• Text:
|  First Published: April 2011

Cyclone Yasi has left its mark around Cairns, but nothing like further south. On the upside, it has left the fishing red hot. By late February/early March, the bait schools were so thick that it was common to find massive schools boiling on the surface and not a bird in sight. There were just too many bait boils to choose from.

More bait means more predators, but sometimes they can be too full, so working out the feeding times is crucial. The Angler’s Almanac certainly helps in this endeavour.

April usually brings the sunshine, with the tailing off of the wet season and the gradual transition to cool, clear, autumn weather. Depending on the weather gods, it can still be stinking hot, like last April, or the sou’easterly trade winds have started to establish themselves ready for winter. The warmer weather tends to coincide with extended periods of calm winds, which will see the reef fishos smiling but the drainos cursing the heat and sandflies.


The fishing has been red hot at the reef since Yasi and, with autumn’s transition to cooler weather, make the most of any calm weather periods.

• Required tasks:
**1.** Return the part of the fishing report from "Cyclone Yasi has" to "in this endeavour.", copied word for word.
**2.** Name every calendar month that appears in the fishing report.

• Dataset extract:
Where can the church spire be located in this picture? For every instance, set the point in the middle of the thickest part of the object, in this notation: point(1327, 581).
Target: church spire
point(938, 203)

• Solved problems:
**1.**
Cyclone Yasi has left its mark around Cairns, but nothing like further south. On the upside, it has left the fishing red hot. By late February/early March, the bait schools were so thick that it was common to find massive schools boiling on the surface and not a bird in sight. There were just too many bait boils to choose from.

More bait means more predators, but sometimes they can be too full, so working out the feeding times is crucial. The Angler’s Almanac certainly helps in this endeavour.

**2.** February, March, April